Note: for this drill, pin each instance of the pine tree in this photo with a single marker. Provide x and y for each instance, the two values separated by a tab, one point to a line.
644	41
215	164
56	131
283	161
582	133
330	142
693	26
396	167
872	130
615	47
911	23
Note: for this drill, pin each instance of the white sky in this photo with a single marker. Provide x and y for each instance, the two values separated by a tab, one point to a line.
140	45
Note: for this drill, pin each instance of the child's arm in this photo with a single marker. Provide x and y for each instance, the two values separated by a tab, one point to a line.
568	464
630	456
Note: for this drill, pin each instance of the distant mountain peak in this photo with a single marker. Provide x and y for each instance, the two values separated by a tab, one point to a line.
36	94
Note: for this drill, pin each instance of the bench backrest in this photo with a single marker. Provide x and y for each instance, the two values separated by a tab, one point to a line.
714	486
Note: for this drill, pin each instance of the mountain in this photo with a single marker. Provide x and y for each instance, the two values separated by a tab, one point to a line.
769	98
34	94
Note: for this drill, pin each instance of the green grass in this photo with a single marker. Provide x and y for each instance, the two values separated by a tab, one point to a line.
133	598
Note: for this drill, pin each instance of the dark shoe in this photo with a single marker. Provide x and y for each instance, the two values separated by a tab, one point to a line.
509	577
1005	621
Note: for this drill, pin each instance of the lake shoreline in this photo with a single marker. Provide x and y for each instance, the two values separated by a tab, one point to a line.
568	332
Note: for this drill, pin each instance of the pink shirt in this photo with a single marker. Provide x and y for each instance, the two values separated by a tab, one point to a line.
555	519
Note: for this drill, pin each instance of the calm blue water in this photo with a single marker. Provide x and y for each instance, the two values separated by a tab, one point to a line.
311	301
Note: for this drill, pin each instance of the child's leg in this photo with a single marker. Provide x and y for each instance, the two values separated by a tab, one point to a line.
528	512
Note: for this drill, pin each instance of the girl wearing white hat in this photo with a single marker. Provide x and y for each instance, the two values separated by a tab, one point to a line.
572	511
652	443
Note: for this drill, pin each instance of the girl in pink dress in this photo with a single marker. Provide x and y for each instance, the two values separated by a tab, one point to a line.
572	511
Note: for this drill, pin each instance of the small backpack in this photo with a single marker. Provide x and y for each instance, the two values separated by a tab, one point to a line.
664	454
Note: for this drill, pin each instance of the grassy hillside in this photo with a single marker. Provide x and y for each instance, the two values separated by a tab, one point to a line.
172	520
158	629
-=-=-
Give every line from the one containing "Note: for this drill, pin each instance of the green" through the end of the material, inclusive, as a numbered list, leaving out any blank lines.

1. Note: for this drill, pin each instance of the green grass in this photo with a single marker. Provide x and y for each instance, the two values separated by a tab, one point to a line.
2. 133	598
3. Note: for this drill, pin each instance of the dark shoe in this photo with a single marker. Provide x and y for each instance, the two values separated by a tab, one point to a line.
4. 509	577
5. 1005	621
6. Note: for this drill, pin each instance of the lake shoreline in this photo with a single marker. Provide x and y for each instance, the two values separated by a tab, one point to a line.
7. 568	332
8. Note: for this drill, pin each instance of the pink shirt in this photo with a single marker. Provide x and y for each instance, the two values separated by a tab, one point to a line.
9. 555	519
10. Note: for this drill, pin each instance of the calm blue water in this photo with a single marker. Provide x and y for each instance, the two values separated by a tab, one point to a line.
11. 311	301
12. Note: for this drill, pin each instance of the child's leg in this photo with a single marker. Provide x and y for each instance, the two values separated by a tab, one point to a line.
13. 528	512
14. Note: for this drill, pin each instance of the girl wearing white hat in this photo with a single marker. Provide x and y for each instance, the two values separated by a tab, one point to a line.
15. 572	511
16. 652	443
17. Note: for this drill, pin each instance of the girl in pink dress in this photo with a single marker. Provide x and y for each instance, the two values separated by a tab, one point to a line.
18. 572	511
19. Note: for this drill, pin each instance of the small backpack in this photo with a single marker. Provide x and y for each instance, the two values separated by a tab, one point to a line.
20. 664	454
21. Note: for this drill, pin each instance of the grassy hillside in this photo with a single marker. Provide x and y for each instance, the two values separated by a tab, one point to a line.
22. 172	520
23. 158	629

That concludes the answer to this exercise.